- GOAL A
Print everything in the entries from the line containing "target | crowd of people" down to the line containing "<point>115,45</point>", repeating those lines exactly.

- SUPPLIED TEXT
## BEGIN
He continued as a post-graduate research fellow in psychology at Sheffield through 1969, developing new tools to study and measure the role of interpersonal skills in successful negotiating and selling.


Rackham’s work as a research fellow led to his first books, The Evaluation of Management Training (Gower Press, 1970), written with Peter B. Warr and Michael William Bird; Developing Interactive Skills (Wellens Publishing, 1971), co-authored with Peter Honey and Michael J. Colbert; and Behaviour Analysis in Training (McGraw-Hill UK, 1977), with Terry Morgan.

From 1970 to 1974, Rackham served as managing director of Performance Improvement Ltd., improving high-level job skills for clients such as IBM, BP, British Airways, Xerox and Honeywell.

In 1974, he founded the Huthwaite Research Group, which later became Huthwaite Inc., a global research and consulting firm based in Northern Virginia, and, Huthwaite Ltd., based in the United Kingdom.
## END
- DATA IN THIS EXERCISE
## BEGIN
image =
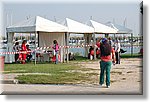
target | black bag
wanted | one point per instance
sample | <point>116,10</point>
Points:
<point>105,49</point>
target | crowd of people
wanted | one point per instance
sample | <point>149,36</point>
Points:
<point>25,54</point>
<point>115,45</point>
## END
## BEGIN
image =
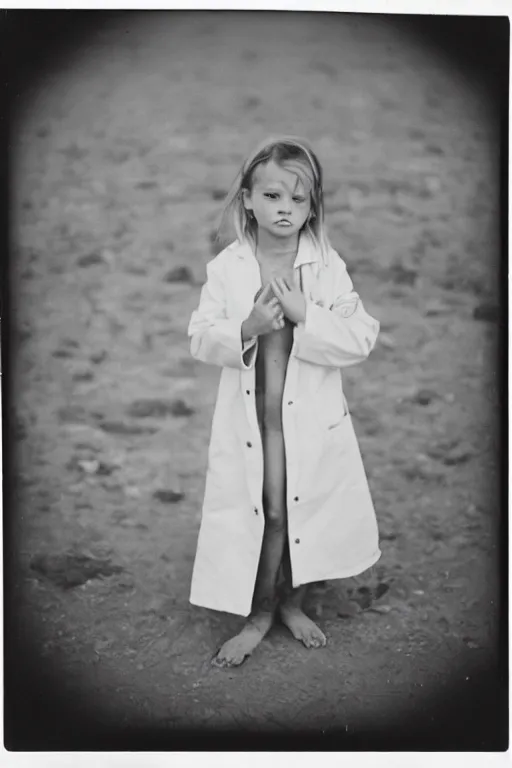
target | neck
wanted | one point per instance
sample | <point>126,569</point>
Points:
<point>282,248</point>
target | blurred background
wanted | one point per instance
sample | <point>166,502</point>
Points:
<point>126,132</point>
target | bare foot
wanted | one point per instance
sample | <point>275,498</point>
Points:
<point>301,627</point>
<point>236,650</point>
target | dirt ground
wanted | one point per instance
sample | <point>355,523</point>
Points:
## END
- GOAL B
Output the whole text about Rackham's research and consulting career exactly, word for word.

- RIGHT ANSWER A
target | crowd of people
wanted | one point per instance
sample | <point>149,36</point>
Points:
<point>25,54</point>
<point>115,45</point>

- RIGHT ANSWER B
He continued as a post-graduate research fellow in psychology at Sheffield through 1969, developing new tools to study and measure the role of interpersonal skills in successful negotiating and selling.


Rackham’s work as a research fellow led to his first books, The Evaluation of Management Training (Gower Press, 1970), written with Peter B. Warr and Michael William Bird; Developing Interactive Skills (Wellens Publishing, 1971), co-authored with Peter Honey and Michael J. Colbert; and Behaviour Analysis in Training (McGraw-Hill UK, 1977), with Terry Morgan.

From 1970 to 1974, Rackham served as managing director of Performance Improvement Ltd., improving high-level job skills for clients such as IBM, BP, British Airways, Xerox and Honeywell.

In 1974, he founded the Huthwaite Research Group, which later became Huthwaite Inc., a global research and consulting firm based in Northern Virginia, and, Huthwaite Ltd., based in the United Kingdom.